• **Set task**
Reproduce every line of the material from the line with "Batch processing job — object class: man's arm." up to and including the line with "101 1 111 58", offsetting each coordinate in the answers by +45.

(Source records)
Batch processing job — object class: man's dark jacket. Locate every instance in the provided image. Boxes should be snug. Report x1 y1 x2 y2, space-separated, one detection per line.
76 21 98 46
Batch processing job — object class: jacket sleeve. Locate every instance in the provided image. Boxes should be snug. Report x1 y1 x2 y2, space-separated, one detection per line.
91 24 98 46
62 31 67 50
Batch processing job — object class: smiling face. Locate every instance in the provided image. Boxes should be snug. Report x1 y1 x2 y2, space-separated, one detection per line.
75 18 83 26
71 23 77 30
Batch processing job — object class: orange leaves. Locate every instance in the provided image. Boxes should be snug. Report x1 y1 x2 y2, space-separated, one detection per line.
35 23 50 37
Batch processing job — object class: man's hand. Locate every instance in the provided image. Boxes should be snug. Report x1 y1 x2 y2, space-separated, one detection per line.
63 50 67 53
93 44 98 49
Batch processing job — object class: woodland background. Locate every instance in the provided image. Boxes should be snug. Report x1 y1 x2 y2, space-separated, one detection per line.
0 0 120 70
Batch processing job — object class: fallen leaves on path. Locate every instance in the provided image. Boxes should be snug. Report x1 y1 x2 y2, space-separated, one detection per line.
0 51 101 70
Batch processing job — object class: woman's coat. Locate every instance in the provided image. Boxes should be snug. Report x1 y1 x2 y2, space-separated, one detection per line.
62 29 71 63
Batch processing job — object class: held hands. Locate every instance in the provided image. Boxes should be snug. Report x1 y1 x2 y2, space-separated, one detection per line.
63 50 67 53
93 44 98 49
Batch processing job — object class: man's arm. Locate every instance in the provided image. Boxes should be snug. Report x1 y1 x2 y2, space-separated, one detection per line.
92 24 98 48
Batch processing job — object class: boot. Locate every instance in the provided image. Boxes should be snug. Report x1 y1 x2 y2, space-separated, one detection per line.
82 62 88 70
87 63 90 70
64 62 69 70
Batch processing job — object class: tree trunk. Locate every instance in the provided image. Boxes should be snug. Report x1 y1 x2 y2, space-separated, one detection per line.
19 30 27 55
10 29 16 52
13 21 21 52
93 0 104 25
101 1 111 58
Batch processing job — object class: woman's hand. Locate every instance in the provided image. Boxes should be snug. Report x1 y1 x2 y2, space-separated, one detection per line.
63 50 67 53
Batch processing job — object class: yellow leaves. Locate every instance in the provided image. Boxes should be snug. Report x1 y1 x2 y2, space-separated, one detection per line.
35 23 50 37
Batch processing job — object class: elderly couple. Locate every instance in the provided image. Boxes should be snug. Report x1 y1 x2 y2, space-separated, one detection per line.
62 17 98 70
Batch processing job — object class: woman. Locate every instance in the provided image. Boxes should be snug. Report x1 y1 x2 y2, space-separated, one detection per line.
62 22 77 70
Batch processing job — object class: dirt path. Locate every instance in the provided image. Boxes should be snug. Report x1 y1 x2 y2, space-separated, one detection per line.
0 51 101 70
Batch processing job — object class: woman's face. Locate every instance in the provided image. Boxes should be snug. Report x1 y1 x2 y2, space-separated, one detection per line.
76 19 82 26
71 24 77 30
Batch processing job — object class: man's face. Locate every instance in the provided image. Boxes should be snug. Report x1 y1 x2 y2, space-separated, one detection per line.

• **Reply**
Batch processing job — object class: man's arm. Locate every instance in the provided image. Boxes should be snug. Report x1 y1 x2 y2, space-separated, one detection per line.
137 69 143 93
Batch processing job — object class: boot. Locate every instance in the provided image. Boxes should be snug. Report x1 y1 x2 y2, space-separated, one detection per line.
127 107 133 115
132 108 135 115
109 107 114 115
Batch processing job — object class: tree trunk. Locate every instance in the provided image. Boxes should be snug. Report x1 y1 x2 y2, space-separated, one detection per line.
64 75 72 100
55 74 61 97
58 66 66 97
138 45 149 70
146 46 156 103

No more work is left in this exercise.